- [SET EXERCISE]
Can you quote word for word the lines below, starting at the line that contains "of the swimmer" and ending at the last line of the items?
= = =
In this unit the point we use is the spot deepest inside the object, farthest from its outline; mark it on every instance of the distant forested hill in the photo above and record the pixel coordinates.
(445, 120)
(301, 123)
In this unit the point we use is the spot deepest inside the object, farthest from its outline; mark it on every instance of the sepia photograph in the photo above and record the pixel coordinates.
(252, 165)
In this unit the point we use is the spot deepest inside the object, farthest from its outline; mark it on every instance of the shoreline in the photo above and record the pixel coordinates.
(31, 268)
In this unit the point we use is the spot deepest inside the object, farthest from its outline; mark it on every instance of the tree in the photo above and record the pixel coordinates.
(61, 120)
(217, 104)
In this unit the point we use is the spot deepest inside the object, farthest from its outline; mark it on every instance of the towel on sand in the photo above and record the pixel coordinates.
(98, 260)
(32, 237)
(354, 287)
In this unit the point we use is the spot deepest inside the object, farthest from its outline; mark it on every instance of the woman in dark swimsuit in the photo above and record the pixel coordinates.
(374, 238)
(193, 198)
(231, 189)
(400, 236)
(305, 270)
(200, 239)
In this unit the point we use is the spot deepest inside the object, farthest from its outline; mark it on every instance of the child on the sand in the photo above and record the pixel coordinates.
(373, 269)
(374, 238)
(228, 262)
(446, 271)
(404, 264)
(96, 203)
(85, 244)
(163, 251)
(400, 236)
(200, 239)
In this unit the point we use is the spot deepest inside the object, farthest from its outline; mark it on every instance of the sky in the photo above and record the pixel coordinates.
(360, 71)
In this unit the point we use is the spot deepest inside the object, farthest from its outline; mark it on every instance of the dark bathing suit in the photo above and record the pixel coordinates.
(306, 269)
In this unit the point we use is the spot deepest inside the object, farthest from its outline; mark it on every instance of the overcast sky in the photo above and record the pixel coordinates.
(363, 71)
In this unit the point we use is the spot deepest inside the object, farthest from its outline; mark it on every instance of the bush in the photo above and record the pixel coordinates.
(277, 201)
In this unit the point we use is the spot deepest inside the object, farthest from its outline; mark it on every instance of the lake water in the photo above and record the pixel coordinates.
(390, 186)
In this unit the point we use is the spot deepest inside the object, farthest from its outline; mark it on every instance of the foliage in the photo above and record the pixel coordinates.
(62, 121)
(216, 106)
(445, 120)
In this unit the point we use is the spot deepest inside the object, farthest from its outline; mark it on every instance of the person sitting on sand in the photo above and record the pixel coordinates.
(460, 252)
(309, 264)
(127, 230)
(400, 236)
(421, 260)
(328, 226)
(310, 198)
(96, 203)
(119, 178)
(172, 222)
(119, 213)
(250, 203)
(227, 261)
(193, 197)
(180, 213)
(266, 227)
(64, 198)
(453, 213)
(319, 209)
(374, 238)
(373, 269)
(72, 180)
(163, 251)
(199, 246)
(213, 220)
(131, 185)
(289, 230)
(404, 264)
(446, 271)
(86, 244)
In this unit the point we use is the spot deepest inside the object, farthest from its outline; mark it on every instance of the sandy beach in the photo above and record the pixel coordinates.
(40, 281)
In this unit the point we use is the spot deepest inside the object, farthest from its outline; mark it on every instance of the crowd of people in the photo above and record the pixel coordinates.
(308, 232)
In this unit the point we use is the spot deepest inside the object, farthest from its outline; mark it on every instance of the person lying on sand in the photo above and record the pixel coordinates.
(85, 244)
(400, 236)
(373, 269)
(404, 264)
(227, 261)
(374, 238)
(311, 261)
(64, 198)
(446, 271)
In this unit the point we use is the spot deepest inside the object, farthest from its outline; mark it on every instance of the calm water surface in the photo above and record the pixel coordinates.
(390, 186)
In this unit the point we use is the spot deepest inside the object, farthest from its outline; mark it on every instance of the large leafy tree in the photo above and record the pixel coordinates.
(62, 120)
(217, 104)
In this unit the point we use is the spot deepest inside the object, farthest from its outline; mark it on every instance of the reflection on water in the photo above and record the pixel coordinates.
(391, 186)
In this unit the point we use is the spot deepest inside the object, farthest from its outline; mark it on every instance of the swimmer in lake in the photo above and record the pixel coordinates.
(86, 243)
= = =
- [THE OUTPUT]
In this unit the point we use is the spot deepest inside the object, farthest from its outline; mark it on every instance of the swimmer in lake in the photo above and record the pixel coordinates.
(86, 243)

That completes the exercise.